* [Problem requirements]: The records need to be set down again exactly as they appear.

Stored data:
--------

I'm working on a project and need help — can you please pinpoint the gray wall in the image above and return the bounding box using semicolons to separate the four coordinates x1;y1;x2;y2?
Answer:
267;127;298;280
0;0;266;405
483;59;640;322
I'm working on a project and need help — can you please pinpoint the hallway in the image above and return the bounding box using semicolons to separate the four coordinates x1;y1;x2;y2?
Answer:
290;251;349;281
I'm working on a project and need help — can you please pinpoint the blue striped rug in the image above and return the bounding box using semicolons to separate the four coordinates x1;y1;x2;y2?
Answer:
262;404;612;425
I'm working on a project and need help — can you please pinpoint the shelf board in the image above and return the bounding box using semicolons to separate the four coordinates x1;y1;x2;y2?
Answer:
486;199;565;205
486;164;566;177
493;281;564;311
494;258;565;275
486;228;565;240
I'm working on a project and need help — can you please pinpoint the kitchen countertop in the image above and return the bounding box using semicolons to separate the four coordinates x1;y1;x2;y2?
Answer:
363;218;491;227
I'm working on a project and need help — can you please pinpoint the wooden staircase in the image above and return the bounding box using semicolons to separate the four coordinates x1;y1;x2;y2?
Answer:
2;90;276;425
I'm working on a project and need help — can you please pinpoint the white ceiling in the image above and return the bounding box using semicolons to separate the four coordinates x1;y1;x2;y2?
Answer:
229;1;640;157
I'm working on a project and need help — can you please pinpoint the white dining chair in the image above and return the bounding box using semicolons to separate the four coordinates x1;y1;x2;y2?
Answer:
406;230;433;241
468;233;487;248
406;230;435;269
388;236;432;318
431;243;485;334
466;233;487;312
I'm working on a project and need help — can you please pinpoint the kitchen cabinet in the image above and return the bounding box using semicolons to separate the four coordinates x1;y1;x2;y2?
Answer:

--------

* [Solved problem]:
I'm working on a project and need help — can you please pinpoint the gray wall in the image above and return the bounding box using semicolons to separate the four coordinates x1;y1;x2;y2?
Answer:
267;127;298;280
0;0;266;405
483;59;640;322
I'm working on a project and need help — can you please pinpoint the hallway in the image above and return the bounding box using semicolons to separate the four coordinates x1;y1;x2;y2?
Answer:
290;251;349;281
I'm working on a project and need help — can you please pinpoint the blue striped rug in the image above and return the bounding box using semicolons to separate the four coordinates x1;y1;x2;y2?
Answer:
262;404;612;425
I'm working on a project and need help — can you please pinpoint the shelf board in the image above and return the bounding box using semicolons to separate the four coordinates x1;y1;x2;y2?
Answer:
486;199;565;205
486;164;566;177
493;281;564;311
494;258;565;275
486;228;565;240
I'm working on a project and need help — can you please pinpoint the kitchen countertop in the image above and return the bounding box using semicolons to separate the four coordinates x1;y1;x2;y2?
Answer:
363;218;491;227
I'm working on a project and need help — can you please pinpoint the wooden staircase in the image above and return the bounding box using semicolons to separate the four coordinates x1;y1;x2;y2?
Answer:
2;90;276;425
I'm working on a project and need help — can you please pinpoint the white ceiling in the image above and return the bounding box using semicolons to separate the four coordinates x1;y1;x2;y2?
Answer:
229;1;640;157
I'm working on a project and need help — can you please pinpoint the white dining chair in the image above and return the bounding box using semicolons to separate the four coordinates x1;y1;x2;y2?
Answer:
406;230;433;241
468;233;487;248
406;230;435;269
388;236;432;318
431;243;485;334
466;233;487;312
I'm working on a project and need help — can you please pinpoint the kitchen cabinet in the image above and return the bounding box using semicolons to separate the four coordinates x1;y1;x2;y2?
Answer:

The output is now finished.